DIRECTIONS FOR THIS TASK: Lay out the lines of the records below as a JSON list of strings, one string per line and no blank lines, covering all the records. Leave the pictures out of the answer.

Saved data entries
☆ ☆ ☆

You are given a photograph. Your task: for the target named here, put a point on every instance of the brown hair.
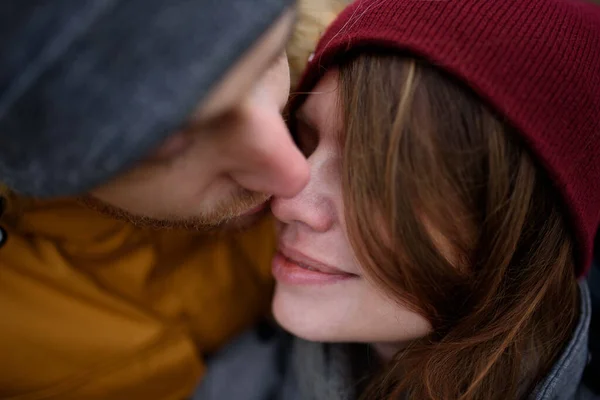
(429, 155)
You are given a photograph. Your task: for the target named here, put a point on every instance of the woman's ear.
(314, 16)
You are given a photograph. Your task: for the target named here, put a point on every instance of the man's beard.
(226, 215)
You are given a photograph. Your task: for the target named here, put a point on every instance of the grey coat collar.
(322, 372)
(279, 367)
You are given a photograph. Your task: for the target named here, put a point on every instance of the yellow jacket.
(94, 308)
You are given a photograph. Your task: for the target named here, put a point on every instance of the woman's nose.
(311, 207)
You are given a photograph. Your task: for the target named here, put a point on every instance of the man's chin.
(215, 222)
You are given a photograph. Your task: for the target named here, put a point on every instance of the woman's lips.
(298, 270)
(255, 210)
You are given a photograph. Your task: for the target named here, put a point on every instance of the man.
(117, 117)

☆ ☆ ☆

FINISHED EXERCISE:
[
  "You are given a photograph. Your task: for the target named here, put a point on every instance of the brown hair.",
  "(429, 155)",
  "You are given a photograph. Your task: for the target named here, put a point on every instance of the woman's ear.",
  "(314, 16)",
  "You are given a photograph. Your task: for the target named here, put a point on every instance of the man's beard.",
  "(226, 215)",
  "You are given a photograph. Your task: for the target named here, put a point on every instance of the grey coat collar.",
  "(322, 372)",
  "(279, 367)",
  "You are given a photograph. Your task: for the target named here, put a point on every instance of the yellow jacket.",
  "(94, 308)",
  "You are given a photograph. Your task: for the target named here, put a point on every instance of the woman's nose.",
  "(311, 207)",
  "You are given a photograph. Your task: for the target named here, put a point on every instance of the man's chin.",
  "(215, 222)",
  "You are given a photograph. Your task: for the target named here, put a point on every instance of the woman's lips.",
  "(298, 270)",
  "(255, 210)",
  "You are given a photograph. Your task: for the target named here, put a point on every instance of the man.",
  "(117, 117)"
]